### [CONJUNTO DE TAREFAS]
(1) Transcreva do texto sobre o PCC na Bolívia a passagem que começa em "Diante da forte" e vai até "última quarta-feira (6).", inclusive.
(2) Responda com base no texto sobre o PCC na Bolívia:
(a) Segundo a ONU, que posição a Bolívia ocupa entre os produtores de cocaína no mundo?
(b) Por qual fronteira os entorpecentes costumam chegar ao Brasil?
(c) Que cargo ocupa Luis Arce?

### [TRECHO SELECIONADO]
^^^^^^^^^^^^^^^^

Considerada pela ONU o terceiro maior produtor de cocaína no mundo, atrás apenas de Colômbia e Peru, a Bolívia se tornou há décadas reduto do crime organizado transnacional, como o PCC. Em meio a mais uma crise institucional, por conta dos bloqueios promovidos pelo ex-presidente Evo Morales, o país corre o risco de se tornar mais vulnerável.
Ponto de partida das rotas do tráfico de drogas controladas pelo Primeiro Comando da Capital (PCC), a Bolívia se tornou um dos territórios de forte atuação da facção criminosa que nasceu em São Paulo. Os entorpecentes costumam chegar ao Brasil através da fronteira com o Mato Grosso do Sul, tanto pelo lado boliviano quanto pelo paraguaio. Inclusive, há fortes indícios de que lideranças importantes do crime organizado tenham fugido para o país, como é o caso de André do Rap. O narcotraficante está foragido desde 2020, quando foi liberado da prisão após decisão do Supremo Tribunal Federal (STF). A mesma corte suspendeu a medida, porém o criminoso nunca mais foi localizado.
Diante da forte presença do PCC na região, a Polícia Militar de São Paulo tenta estabelecer laços com os oficiais bolivianos para facilitar as investigações contra a facção. Porém, nas últimas semanas, o país vive uma nova crise política por conta de disputas entre o ex-presidente Evo Morales e o atual chefe do Executivo, Luis Arce, que disputam a indicação do Movimento ao Socialismo (MAS) para a eleição do próximo ano. Diante disso, Morales passou a liderar bloqueios em diversas rodovias pelo país, processo que chegou a ser paralisado por 72 horas desde a última quarta-feira (6).

^^^^^^^^^^^^^^^^

### [LINHAS DE DADOS]
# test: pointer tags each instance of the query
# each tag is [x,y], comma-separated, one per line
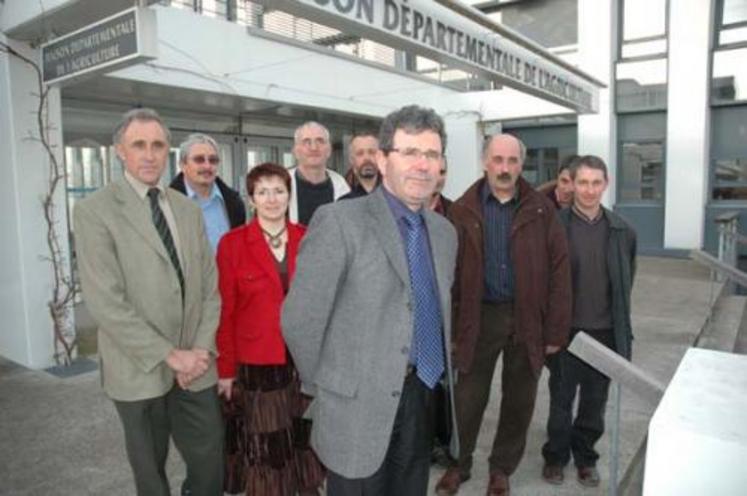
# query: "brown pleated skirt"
[267,441]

^^^^^^^^^^^^^^^^

### [RESPOSTAS POR TAREFA]
(1)
Diante da forte presença do PCC na região, a Polícia Militar de São Paulo tenta estabelecer laços com os oficiais bolivianos para facilitar as investigações contra a facção. Porém, nas últimas semanas, o país vive uma nova crise política por conta de disputas entre o ex-presidente Evo Morales e o atual chefe do Executivo, Luis Arce, que disputam a indicação do Movimento ao Socialismo (MAS) para a eleição do próximo ano. Diante disso, Morales passou a liderar bloqueios em diversas rodovias pelo país, processo que chegou a ser paralisado por 72 horas desde a última quarta-feira (6).

(2)
(a) É o terceiro maior produtor, atrás apenas de Colômbia e Peru.
(b) Pela fronteira com o Mato Grosso do Sul, tanto pelo lado boliviano quanto pelo paraguaio.
(c) É o atual chefe do Executivo.